Written task:
Starting with the line containing "roof ridge category." and going on through the line containing "[[225, 125, 260, 224], [169, 6, 207, 108]]", write out those lines of the records below again, with their requests, after adding 119 to each bounding box coordinate in the answers. Include only those lines, both end lines among them.

Data for processing:
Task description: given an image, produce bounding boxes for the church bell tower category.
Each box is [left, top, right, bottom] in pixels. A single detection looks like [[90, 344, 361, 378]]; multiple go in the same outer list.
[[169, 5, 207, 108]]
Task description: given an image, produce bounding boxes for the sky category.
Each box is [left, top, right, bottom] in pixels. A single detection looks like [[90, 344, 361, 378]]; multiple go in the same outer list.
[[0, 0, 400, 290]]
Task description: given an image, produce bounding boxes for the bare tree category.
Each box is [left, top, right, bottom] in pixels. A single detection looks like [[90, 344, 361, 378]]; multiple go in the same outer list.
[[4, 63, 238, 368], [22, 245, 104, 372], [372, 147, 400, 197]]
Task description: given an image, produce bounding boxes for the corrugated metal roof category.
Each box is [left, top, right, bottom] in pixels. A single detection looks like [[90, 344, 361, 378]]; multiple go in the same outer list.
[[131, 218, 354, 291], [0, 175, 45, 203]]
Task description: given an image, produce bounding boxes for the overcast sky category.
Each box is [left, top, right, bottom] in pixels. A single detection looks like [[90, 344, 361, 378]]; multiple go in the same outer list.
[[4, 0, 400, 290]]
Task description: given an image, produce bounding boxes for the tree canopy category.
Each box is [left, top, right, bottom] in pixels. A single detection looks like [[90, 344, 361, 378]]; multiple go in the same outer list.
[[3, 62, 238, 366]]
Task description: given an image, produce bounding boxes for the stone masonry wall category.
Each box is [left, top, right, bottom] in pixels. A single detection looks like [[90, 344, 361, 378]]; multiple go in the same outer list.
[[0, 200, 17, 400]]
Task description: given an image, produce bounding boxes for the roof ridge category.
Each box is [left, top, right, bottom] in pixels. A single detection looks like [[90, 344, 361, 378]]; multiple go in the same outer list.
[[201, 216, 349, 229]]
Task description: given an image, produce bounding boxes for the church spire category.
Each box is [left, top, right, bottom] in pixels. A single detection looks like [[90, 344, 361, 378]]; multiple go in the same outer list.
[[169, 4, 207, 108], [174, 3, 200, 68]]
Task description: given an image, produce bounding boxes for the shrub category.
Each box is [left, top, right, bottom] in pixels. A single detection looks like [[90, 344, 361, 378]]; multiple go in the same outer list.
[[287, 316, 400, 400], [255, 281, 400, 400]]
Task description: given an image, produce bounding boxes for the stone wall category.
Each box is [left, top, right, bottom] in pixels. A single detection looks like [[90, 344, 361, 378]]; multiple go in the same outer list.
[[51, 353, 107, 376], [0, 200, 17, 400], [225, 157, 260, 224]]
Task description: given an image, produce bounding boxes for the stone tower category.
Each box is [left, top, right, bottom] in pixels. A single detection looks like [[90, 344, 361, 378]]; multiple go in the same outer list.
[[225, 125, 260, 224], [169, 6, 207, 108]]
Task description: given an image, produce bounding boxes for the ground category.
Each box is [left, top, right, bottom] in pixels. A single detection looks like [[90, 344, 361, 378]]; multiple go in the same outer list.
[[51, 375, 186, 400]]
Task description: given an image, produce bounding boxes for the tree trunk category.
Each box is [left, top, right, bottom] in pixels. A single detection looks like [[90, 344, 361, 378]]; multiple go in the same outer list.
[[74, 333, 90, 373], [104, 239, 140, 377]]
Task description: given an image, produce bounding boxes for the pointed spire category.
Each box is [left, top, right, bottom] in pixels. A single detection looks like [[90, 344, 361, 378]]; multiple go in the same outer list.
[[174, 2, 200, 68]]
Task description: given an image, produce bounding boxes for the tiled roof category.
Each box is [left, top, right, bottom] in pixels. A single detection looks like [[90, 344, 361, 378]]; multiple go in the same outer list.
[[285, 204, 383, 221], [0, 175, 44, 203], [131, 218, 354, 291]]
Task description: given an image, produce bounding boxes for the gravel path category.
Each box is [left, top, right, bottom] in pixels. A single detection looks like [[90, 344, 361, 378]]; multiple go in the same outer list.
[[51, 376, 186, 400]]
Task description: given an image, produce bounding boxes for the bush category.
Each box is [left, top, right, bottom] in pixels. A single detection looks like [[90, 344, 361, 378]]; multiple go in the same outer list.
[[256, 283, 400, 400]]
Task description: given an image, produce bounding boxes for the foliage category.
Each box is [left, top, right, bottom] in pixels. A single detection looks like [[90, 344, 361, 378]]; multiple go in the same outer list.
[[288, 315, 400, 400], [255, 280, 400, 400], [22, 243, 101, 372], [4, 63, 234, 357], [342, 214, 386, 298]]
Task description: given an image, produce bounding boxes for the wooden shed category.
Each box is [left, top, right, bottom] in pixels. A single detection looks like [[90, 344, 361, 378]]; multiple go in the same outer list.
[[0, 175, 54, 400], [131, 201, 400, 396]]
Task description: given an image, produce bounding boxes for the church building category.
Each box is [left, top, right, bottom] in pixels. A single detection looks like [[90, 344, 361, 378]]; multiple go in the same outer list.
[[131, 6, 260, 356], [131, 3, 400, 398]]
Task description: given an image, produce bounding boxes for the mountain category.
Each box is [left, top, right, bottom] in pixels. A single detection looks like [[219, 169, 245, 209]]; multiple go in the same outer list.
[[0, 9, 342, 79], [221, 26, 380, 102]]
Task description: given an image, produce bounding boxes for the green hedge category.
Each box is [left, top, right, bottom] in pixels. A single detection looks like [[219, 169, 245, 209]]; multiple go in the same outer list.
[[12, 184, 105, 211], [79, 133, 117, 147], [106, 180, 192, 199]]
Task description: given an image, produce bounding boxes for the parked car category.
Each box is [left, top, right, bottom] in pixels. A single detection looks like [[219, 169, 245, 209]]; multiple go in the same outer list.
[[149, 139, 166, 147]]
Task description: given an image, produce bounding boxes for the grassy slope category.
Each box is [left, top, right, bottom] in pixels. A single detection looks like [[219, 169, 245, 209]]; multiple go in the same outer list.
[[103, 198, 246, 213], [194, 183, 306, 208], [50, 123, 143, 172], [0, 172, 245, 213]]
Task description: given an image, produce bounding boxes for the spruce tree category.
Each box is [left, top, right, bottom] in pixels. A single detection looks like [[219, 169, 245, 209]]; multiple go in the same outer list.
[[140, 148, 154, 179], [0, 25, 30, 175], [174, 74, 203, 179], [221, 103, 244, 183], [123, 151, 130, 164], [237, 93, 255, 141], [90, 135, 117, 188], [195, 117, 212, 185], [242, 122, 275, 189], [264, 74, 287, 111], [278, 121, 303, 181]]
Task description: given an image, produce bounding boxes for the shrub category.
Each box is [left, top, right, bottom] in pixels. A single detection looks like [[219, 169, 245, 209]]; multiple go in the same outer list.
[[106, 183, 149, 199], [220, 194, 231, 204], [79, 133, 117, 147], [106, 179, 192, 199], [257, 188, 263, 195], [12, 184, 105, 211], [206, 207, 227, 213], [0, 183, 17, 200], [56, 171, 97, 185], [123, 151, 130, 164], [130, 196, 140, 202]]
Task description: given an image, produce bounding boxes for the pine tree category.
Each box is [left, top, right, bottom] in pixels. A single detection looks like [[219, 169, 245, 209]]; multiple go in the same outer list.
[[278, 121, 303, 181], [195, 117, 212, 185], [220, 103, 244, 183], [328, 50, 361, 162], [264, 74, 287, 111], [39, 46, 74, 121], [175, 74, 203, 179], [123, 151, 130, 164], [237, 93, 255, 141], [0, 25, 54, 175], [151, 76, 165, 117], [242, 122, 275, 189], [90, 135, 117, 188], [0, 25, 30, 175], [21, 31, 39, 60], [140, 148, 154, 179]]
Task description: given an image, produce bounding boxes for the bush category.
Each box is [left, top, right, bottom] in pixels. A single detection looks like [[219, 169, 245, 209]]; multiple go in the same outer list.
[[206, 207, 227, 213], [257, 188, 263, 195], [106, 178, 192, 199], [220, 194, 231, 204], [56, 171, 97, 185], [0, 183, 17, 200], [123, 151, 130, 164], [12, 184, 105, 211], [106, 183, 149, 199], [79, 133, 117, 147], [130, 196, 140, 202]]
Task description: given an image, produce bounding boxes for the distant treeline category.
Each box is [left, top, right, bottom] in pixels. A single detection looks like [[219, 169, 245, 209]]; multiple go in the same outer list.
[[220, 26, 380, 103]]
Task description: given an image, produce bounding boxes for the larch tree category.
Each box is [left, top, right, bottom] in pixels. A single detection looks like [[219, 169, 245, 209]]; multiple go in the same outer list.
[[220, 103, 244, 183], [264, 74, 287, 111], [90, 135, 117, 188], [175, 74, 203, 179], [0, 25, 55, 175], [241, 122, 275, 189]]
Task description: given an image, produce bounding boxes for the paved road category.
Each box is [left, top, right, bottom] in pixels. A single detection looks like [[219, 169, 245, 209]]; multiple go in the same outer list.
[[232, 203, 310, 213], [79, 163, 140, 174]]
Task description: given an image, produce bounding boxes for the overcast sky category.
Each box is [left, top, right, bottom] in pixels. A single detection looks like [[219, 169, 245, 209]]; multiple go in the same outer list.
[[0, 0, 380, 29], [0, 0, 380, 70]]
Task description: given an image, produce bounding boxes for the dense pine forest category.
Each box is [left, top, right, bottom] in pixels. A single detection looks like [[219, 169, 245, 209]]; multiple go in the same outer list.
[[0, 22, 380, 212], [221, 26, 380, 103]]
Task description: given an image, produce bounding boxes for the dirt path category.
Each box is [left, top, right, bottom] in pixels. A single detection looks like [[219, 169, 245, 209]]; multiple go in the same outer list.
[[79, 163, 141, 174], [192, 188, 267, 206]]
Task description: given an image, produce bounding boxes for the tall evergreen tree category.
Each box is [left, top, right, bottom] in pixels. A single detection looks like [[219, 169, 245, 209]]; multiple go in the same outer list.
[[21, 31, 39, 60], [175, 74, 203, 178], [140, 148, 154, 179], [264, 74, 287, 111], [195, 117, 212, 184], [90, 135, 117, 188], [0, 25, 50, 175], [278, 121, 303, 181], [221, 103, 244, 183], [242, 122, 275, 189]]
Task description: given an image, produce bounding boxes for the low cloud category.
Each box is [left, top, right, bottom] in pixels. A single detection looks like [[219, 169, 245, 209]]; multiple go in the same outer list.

Expected output:
Task description: given an image, produce bounding boxes for the roof ridge category.
Each box is [left, top, right, bottom] in pixels. A single detection looks like [[90, 344, 361, 378]]; multiple go in the same outer list.
[[320, 335, 468, 348]]
Task description: given an image, produce bounding boxes for the church spire category.
Each box is [left, top, right, bottom] in pixels. A single detection looks like [[90, 344, 361, 378]]; multiple go in the same outer list.
[[288, 123, 326, 227], [293, 122, 319, 187]]
Task description: given an image, produce bounding boxes for the shrub category.
Each box is [left, top, right, bottom] in pixels. A single detection looks like [[90, 344, 361, 378]]; multiple go in the same outer list.
[[406, 435, 519, 519], [374, 400, 519, 519]]
Task description: given an image, produce bounding boxes for the stone wall category.
Each box is [left, top, right, bottom] in pixels. A single detection looks like [[90, 344, 361, 378]]; multiple go in the same outer list.
[[170, 472, 226, 495], [119, 319, 136, 519], [344, 276, 379, 343]]
Task description: given an image, produce bounding boxes for the stone tower category.
Each box is [left, top, right, bottom] in pixels. A single detection looks like [[90, 344, 361, 378]]; multiple go in the same outer list.
[[344, 244, 379, 343], [288, 125, 326, 227]]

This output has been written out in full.